#### [Set task 1]
Please write out, word for word, the part of the ACA International v. FCC summary that opens with the words containing "Here are the" and closes with "to reassigned numbers.".
#### [Set task 2]
According to the ACA International v. FCC summary, how long after the oral argument did the D.C. Circuit decision arrive?

Keywords: ACA Int'l v. FCC, D.C. Circuit, FCC, Telephone Consumer Protection Act
Last Friday, a panel of the D.C. Circuit issued its decision in ACA International v. FCC (pdf). The decision, which arrived nearly 17 months after the oral argument, struck down key elements of the FCC's controversial 2015 Declaratory Ruling and Order interpreting the Telephone Consumer Protection Act (TCPA).
Here are the key takeaways from the decision:
- The court held that the FCC's broad definition of an automatic telephone dialing system (ATDS), which threatened to include all smartphones, is arbitrary and capricious, and required the FCC to reconsider its definition.
- The court overturned the FCC's conclusion that a caller could be subjected to liability for calls placed or text messages sent to a phone number that had been reassigned after a "safe harbor" of a single errant call or text. Because the "safe harbor" ruling was arbitrary and capricious, the court concluded that the FCC was required to reexamine whether a caller should be liable for any calls or texts to reassigned numbers.
- The panel sustained the FCC's rule authorizing consumers to retract their consent to receive autodialed calls or text messages through "any reasonable means." But the panel decision notes that the FCC's rule doesn't speak to situations where parties have contractually agreed to a specific method of revocation.
Unless the FCC seeks further appellate review (which seems unlikely), the agency will be reconsidering the autodialer and reassigned-number issues. Notably, the composition of the FCC has changed since the 2015 order; the chairman of the FCC is Commissioner Ajit Pai, who dissented from the 2015 ruling.
We summarize the decision in detail below. In the meantime, we expect businesses facing TCPA litigation to take at least three possible approaches.

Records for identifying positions
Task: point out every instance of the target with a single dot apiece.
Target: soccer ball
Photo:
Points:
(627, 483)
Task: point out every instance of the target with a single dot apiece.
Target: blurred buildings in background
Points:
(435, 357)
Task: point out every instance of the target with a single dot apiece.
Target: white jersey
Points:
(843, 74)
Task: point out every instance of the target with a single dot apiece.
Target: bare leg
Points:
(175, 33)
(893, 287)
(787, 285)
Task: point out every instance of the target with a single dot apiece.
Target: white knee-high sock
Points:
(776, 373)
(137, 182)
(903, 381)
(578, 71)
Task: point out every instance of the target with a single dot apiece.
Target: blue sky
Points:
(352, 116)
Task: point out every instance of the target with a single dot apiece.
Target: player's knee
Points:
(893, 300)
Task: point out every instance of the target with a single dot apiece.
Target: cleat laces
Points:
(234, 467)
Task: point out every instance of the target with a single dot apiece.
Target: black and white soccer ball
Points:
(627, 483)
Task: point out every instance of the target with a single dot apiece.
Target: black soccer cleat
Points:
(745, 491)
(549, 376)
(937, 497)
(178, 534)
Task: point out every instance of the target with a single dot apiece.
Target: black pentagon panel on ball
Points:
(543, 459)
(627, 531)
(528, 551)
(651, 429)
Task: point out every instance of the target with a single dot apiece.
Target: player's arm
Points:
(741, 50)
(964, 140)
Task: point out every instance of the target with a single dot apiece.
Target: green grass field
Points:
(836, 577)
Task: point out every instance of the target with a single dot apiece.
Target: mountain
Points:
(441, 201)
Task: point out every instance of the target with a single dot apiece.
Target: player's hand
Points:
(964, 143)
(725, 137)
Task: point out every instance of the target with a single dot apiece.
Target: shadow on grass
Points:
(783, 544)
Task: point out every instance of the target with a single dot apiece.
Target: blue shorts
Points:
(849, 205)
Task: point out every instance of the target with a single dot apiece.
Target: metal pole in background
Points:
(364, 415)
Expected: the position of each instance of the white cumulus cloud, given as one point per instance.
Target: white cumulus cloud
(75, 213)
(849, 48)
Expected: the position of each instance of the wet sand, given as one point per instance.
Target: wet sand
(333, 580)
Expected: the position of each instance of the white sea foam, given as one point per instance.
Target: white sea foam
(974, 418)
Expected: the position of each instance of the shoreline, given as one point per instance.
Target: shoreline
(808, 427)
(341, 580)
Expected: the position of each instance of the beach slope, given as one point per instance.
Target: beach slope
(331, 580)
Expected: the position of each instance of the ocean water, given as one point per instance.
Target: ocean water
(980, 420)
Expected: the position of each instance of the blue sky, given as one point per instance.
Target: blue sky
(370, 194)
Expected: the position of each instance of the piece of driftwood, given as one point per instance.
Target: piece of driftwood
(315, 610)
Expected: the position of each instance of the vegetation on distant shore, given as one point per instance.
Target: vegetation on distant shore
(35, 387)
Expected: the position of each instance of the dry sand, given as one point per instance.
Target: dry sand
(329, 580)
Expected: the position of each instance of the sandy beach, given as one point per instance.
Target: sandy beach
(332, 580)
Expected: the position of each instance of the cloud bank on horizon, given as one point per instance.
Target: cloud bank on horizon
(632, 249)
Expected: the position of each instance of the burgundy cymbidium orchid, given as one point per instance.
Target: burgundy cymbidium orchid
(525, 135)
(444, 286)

#### [Exercise output 1]
Here are the key takeaways from the decision:
- The court held that the FCC's broad definition of an automatic telephone dialing system (ATDS), which threatened to include all smartphones, is arbitrary and capricious, and required the FCC to reconsider its definition.
- The court overturned the FCC's conclusion that a caller could be subjected to liability for calls placed or text messages sent to a phone number that had been reassigned after a "safe harbor" of a single errant call or text. Because the "safe harbor" ruling was arbitrary and capricious, the court concluded that the FCC was required to reexamine whether a caller should be liable for any calls or texts to reassigned numbers.

#### [Exercise output 2]
Nearly 17 months